■ ACTIVITY ■
Among the entries that follow, find the lines holding "white" and say how many there are, with no other words.

■ INFORMATION GIVEN ■

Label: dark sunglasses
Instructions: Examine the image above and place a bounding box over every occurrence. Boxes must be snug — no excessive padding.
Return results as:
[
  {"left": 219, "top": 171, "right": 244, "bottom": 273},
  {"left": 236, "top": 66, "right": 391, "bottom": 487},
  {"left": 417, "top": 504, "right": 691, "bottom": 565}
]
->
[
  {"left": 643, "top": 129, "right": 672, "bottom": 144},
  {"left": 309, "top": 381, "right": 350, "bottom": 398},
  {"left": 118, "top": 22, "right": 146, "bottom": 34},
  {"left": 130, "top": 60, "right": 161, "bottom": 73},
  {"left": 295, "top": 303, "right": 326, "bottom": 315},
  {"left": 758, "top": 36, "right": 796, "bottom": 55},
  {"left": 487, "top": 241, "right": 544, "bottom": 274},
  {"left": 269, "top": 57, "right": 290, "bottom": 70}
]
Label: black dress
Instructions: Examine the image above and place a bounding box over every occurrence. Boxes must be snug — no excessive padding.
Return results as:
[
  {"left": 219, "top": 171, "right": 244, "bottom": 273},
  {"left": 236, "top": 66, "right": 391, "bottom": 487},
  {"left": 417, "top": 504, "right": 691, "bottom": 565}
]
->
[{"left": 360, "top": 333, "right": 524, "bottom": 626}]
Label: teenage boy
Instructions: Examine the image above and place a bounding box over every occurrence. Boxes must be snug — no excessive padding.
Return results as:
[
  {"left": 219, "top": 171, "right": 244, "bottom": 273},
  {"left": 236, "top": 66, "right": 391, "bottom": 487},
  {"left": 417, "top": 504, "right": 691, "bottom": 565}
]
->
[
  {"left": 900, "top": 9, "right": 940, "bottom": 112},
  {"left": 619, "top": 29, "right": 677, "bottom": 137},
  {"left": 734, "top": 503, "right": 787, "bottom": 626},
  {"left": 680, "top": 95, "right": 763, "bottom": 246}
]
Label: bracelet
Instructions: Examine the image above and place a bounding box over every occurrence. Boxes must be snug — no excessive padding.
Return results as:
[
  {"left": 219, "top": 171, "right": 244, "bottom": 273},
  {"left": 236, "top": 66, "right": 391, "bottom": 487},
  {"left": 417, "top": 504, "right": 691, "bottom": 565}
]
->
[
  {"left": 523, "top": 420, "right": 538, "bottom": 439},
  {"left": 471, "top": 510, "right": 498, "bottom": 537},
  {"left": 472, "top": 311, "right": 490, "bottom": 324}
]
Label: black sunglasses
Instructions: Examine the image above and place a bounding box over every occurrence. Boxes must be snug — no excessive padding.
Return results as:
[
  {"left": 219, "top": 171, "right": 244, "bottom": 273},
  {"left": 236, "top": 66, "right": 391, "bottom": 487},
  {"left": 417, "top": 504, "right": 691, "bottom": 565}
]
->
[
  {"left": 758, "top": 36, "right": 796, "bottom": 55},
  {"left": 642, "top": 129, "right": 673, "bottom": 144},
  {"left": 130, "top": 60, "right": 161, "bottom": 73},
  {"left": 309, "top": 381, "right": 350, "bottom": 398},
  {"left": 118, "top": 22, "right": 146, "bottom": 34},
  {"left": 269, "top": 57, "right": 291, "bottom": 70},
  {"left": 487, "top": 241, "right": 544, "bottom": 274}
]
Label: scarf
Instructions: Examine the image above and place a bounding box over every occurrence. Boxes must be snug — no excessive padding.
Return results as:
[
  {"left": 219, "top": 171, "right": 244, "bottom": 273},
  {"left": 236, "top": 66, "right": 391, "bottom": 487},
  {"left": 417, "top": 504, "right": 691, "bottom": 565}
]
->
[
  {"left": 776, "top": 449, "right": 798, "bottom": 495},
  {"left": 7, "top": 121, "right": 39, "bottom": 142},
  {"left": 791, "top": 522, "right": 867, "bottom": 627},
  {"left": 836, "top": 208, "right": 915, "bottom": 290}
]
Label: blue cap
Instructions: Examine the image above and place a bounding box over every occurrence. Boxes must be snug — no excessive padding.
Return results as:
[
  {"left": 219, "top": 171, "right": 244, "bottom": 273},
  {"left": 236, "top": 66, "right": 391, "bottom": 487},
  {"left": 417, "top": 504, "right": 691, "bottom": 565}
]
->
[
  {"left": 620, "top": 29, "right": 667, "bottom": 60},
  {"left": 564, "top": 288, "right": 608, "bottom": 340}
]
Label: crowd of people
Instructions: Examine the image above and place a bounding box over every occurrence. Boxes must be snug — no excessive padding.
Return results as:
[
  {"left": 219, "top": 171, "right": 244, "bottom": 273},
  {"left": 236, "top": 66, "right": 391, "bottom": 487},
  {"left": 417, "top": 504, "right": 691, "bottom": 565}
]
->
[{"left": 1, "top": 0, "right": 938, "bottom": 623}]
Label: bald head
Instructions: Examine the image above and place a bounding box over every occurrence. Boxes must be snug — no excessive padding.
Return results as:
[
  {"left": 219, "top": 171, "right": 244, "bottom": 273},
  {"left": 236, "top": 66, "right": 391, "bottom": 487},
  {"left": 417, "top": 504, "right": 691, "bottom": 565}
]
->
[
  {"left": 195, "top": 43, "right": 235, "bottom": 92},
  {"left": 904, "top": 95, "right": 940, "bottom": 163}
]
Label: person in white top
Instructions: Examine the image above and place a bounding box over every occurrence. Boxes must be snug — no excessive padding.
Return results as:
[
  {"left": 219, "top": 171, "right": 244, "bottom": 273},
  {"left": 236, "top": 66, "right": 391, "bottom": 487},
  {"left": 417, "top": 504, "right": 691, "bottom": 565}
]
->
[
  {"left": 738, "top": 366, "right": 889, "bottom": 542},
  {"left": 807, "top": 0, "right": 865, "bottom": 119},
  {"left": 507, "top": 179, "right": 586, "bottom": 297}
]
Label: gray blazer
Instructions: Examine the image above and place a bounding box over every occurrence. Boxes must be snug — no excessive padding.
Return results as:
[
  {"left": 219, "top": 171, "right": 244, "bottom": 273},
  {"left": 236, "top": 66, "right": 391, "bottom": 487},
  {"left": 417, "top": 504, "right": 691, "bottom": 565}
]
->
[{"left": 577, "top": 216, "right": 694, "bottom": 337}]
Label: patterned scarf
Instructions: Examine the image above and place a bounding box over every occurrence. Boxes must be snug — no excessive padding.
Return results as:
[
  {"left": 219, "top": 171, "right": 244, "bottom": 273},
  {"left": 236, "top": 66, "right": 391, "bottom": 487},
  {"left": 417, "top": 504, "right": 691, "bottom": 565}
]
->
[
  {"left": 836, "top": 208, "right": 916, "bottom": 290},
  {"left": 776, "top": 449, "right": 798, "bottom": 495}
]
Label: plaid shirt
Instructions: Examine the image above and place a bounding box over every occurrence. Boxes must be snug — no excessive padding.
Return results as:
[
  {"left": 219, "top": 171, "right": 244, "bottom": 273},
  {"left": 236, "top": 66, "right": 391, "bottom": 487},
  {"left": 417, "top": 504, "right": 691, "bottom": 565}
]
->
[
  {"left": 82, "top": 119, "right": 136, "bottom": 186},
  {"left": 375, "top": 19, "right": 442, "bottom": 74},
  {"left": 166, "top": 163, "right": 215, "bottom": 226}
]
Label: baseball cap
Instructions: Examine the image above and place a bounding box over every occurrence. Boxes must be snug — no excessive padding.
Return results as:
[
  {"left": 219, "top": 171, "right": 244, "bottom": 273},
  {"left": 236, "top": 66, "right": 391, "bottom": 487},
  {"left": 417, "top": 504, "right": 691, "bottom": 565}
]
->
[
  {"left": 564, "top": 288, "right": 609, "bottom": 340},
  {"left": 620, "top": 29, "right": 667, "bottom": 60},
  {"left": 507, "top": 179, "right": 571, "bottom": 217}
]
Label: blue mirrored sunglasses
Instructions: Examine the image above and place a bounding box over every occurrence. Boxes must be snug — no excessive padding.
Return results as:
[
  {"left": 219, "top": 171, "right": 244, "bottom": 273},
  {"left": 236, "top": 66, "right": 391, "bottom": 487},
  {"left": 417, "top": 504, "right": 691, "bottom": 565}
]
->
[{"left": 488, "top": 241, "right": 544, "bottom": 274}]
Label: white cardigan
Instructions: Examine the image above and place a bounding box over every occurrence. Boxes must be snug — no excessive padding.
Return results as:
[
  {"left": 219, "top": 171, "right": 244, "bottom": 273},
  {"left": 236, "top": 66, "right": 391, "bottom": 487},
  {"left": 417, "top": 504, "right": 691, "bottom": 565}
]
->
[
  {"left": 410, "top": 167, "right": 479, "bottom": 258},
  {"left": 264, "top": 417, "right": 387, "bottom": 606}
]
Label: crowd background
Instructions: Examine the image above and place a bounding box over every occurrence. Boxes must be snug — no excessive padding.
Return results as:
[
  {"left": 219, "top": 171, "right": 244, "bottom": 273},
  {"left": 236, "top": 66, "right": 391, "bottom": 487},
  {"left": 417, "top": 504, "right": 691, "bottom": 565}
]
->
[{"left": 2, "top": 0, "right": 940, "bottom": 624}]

■ WRITTEN ANSWER ■
2